* Task item *
From the line containing "One point for each instance of the woman with short" to the very last line of the data below, transcribe everything exactly and nothing more.

* Source data *
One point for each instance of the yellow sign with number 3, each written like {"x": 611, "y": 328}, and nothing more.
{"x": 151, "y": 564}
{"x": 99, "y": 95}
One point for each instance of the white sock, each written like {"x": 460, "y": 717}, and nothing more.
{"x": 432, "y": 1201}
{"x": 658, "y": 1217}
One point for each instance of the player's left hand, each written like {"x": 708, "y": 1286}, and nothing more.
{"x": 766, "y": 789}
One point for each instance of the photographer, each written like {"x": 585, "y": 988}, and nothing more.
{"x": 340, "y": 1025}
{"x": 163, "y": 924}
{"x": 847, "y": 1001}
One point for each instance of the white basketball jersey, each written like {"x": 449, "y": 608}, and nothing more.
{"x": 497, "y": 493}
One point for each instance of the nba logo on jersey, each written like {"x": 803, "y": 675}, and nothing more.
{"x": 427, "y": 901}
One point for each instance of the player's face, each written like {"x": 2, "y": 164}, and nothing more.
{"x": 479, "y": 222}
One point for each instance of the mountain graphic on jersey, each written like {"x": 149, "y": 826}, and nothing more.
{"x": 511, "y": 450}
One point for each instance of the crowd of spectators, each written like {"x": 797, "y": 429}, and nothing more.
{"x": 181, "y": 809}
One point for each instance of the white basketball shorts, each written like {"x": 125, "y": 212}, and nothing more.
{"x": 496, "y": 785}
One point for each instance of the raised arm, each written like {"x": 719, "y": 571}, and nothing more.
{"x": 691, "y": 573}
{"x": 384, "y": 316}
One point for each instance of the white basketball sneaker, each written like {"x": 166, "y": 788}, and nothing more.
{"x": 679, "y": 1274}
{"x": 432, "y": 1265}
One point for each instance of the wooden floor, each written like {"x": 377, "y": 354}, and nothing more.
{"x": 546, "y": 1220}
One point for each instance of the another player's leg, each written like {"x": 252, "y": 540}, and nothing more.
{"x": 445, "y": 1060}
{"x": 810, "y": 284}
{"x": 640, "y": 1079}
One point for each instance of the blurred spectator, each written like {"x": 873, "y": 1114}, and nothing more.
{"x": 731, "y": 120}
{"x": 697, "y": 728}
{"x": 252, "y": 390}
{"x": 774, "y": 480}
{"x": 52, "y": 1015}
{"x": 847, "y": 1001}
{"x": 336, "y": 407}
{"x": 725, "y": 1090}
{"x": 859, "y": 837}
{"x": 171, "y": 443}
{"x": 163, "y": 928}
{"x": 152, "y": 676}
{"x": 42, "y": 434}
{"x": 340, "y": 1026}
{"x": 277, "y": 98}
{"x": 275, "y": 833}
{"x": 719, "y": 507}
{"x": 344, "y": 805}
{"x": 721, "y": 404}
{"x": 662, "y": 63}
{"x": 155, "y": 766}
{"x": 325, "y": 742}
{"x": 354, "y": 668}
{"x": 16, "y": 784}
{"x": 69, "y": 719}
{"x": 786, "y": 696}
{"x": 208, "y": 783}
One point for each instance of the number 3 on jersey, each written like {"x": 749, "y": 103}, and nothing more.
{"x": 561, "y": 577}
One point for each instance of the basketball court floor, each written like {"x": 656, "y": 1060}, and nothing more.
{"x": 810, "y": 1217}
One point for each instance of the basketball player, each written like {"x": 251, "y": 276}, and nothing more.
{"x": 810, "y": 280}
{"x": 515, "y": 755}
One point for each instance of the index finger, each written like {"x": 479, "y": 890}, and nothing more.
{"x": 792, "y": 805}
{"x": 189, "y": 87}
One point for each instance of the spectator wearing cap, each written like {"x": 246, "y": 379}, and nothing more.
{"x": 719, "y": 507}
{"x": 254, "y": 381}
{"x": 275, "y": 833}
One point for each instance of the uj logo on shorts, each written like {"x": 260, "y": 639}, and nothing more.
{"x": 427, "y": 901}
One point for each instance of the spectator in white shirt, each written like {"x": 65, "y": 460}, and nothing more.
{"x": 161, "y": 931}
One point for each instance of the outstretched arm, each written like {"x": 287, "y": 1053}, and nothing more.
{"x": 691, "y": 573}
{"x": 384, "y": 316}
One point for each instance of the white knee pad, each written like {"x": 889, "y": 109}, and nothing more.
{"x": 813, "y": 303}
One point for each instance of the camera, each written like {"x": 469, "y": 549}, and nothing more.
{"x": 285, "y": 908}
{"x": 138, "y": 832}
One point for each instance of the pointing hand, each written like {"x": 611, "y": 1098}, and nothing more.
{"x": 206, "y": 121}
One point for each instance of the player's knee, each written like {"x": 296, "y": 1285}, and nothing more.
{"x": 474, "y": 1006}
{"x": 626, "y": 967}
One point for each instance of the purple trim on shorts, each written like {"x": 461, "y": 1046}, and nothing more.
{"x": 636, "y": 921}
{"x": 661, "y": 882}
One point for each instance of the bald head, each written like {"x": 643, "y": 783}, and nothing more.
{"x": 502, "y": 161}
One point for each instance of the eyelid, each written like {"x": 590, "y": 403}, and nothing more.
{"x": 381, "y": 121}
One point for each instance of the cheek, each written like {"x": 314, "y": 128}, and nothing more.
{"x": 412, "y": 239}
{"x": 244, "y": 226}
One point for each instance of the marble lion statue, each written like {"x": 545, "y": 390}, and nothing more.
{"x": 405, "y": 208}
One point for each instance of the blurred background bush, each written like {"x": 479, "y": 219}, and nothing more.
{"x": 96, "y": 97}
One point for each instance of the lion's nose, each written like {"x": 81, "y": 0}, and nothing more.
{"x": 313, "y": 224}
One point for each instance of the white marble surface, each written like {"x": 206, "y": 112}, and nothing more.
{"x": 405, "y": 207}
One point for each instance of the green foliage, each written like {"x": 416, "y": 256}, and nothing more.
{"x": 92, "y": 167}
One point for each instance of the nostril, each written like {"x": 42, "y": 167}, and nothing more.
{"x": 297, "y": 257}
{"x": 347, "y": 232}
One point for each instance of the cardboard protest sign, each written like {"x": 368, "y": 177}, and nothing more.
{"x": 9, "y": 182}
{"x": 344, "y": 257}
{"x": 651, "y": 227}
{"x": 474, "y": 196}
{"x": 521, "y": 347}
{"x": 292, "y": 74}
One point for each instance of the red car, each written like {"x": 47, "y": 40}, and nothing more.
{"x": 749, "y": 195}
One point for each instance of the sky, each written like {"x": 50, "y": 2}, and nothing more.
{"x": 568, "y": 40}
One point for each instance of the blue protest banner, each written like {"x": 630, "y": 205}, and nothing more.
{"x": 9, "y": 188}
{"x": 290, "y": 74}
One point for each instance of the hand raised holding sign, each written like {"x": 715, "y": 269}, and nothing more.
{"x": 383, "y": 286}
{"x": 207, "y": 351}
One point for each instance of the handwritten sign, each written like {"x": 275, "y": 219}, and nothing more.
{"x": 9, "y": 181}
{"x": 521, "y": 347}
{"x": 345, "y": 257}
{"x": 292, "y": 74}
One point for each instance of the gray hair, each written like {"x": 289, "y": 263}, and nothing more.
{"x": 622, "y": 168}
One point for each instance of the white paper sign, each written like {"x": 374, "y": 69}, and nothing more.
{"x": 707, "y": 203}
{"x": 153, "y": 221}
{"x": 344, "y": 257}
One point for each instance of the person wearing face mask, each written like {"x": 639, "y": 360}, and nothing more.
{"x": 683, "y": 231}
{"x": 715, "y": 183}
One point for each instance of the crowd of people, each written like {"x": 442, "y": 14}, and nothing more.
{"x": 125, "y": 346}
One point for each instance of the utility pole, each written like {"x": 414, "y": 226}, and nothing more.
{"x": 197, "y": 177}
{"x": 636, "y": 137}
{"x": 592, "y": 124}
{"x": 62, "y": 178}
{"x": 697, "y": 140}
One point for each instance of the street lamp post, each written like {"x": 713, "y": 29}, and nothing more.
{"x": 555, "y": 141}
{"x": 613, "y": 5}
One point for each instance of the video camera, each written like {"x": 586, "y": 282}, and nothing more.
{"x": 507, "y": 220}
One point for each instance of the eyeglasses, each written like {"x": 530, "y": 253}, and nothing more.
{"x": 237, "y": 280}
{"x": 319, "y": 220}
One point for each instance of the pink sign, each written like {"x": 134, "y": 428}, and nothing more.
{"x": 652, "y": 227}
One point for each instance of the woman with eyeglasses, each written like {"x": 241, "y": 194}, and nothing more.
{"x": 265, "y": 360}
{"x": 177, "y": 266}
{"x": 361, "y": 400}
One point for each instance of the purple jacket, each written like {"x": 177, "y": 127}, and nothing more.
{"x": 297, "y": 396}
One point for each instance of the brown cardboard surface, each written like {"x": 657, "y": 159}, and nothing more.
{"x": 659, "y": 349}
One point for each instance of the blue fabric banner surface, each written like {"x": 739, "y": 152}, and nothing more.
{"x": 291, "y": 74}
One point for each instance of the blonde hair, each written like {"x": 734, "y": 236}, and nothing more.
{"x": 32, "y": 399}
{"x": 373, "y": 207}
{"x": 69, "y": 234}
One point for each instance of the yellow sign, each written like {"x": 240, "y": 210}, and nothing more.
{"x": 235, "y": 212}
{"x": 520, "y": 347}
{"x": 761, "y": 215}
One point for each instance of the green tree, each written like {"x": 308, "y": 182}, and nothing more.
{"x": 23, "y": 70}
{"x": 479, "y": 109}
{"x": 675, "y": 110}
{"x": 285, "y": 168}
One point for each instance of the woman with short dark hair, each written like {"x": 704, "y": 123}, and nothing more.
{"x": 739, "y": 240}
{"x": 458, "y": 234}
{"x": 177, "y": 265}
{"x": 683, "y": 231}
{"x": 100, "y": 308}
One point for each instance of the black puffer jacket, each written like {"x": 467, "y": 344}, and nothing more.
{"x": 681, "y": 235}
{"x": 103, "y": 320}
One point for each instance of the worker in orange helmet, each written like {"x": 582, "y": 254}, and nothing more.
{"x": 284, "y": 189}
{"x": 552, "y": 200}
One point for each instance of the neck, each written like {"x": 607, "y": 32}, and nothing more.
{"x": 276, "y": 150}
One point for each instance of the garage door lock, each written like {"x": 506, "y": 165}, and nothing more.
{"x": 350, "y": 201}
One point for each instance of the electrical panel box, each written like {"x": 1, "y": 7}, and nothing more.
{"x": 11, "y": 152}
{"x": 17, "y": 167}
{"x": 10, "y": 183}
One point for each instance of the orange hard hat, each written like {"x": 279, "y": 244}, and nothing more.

* Solution for this task *
One point for each instance of the woman with short dark hair, each written like {"x": 704, "y": 123}, and nothing more.
{"x": 739, "y": 240}
{"x": 458, "y": 234}
{"x": 177, "y": 265}
{"x": 683, "y": 231}
{"x": 100, "y": 308}
One point for each instance of the black puffer jacket, each written like {"x": 467, "y": 344}, and nothing more.
{"x": 681, "y": 235}
{"x": 103, "y": 320}
One point for each instance of the worker in orange helmet, each written like {"x": 582, "y": 254}, and nothing more.
{"x": 284, "y": 189}
{"x": 552, "y": 200}
One point for each instance of the neck, each written like {"x": 607, "y": 32}, and nothing more.
{"x": 276, "y": 150}
One point for each instance of the garage door lock, each written like {"x": 506, "y": 165}, and nothing more.
{"x": 350, "y": 201}
One point for each instance of the electrical panel box, each written like {"x": 1, "y": 7}, and nothing more.
{"x": 11, "y": 152}
{"x": 17, "y": 167}
{"x": 10, "y": 183}
One point for each instance of the orange hard hat, each written like {"x": 279, "y": 244}, and nothing more.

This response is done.